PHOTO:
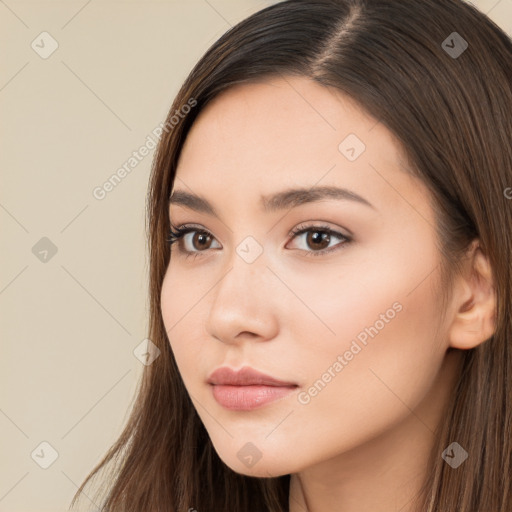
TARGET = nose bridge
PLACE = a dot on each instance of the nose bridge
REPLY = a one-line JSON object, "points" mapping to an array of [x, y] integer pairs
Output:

==

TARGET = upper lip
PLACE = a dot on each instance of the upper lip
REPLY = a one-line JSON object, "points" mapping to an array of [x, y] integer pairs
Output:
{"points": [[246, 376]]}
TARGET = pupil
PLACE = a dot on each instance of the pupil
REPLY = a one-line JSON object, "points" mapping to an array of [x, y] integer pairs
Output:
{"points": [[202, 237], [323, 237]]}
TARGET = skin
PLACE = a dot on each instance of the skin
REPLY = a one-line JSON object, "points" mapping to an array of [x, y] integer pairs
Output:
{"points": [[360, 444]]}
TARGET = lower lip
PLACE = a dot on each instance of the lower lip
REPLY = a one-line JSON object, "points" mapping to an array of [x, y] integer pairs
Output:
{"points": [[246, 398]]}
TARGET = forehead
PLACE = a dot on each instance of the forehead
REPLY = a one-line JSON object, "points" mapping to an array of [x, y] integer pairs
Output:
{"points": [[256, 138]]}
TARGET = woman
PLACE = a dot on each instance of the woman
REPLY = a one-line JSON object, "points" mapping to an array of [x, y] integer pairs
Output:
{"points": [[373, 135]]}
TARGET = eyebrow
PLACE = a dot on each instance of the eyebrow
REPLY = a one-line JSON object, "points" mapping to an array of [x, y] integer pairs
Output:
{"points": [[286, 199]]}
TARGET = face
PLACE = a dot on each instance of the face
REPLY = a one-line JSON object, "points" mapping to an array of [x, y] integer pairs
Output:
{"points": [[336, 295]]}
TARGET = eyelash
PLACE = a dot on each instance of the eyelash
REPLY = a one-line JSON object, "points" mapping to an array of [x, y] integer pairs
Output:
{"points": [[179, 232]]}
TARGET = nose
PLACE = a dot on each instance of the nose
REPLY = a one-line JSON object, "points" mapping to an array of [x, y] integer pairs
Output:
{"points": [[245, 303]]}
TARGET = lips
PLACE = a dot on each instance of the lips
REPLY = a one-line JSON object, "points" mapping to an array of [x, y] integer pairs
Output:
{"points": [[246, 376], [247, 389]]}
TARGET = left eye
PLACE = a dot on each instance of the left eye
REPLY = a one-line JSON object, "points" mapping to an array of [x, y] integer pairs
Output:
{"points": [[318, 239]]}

WHAT THE TASK REQUIRES
Return each line from the rows above that contains the word "left", copied without any change.

WRITTEN ANSWER
TARGET = left eye
PLACE = a dot on each instance of the left eye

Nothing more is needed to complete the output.